WRITTEN REQUEST:
Please render the items as a Markdown table with the columns Row and Text, giving each line its own numbered row and leaving out blank lines; begin at the first line of the items and stop after the line that contains "[[466, 227], [292, 232], [424, 220], [382, 224], [332, 246]]".

** start SOURCE MATERIAL **

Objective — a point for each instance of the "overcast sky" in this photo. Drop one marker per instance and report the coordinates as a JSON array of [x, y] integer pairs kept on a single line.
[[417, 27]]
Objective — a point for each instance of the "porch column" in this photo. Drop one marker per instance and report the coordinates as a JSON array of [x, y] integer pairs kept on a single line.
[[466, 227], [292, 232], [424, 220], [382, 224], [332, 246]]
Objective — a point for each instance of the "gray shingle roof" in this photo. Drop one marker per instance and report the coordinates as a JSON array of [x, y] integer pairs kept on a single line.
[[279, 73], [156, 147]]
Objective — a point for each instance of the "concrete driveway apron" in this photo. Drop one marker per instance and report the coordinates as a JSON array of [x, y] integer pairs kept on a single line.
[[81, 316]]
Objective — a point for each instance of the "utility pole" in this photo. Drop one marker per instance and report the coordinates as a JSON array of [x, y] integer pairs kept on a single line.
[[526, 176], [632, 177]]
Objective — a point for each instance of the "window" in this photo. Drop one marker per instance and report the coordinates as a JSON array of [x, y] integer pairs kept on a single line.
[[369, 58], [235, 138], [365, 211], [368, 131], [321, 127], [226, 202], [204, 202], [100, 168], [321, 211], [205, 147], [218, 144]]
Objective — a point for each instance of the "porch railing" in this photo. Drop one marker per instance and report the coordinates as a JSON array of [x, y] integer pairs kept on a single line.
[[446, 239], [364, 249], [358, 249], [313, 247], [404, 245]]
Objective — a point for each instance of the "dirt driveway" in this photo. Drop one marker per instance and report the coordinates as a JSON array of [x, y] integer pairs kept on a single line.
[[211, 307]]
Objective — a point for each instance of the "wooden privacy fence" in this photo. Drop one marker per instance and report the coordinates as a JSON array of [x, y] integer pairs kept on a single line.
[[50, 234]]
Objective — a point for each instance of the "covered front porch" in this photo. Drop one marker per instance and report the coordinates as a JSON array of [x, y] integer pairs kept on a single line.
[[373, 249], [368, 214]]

** end SOURCE MATERIAL **

SOLVED PROBLEM:
| Row | Text |
|---|---|
| 1 | Objective — a point for each instance of the "overcast sky" in this photo. Drop one marker per instance and report the coordinates as a JSON array of [x, y] integer pairs kept on a single line. |
| 2 | [[417, 27]] |
| 3 | Objective — a point for each instance of the "porch column" in this photo. Drop one marker per instance and report the coordinates as a JSON array of [x, y] integer pairs kept on a single line. |
| 4 | [[466, 227], [292, 232], [424, 220], [382, 224], [332, 246]] |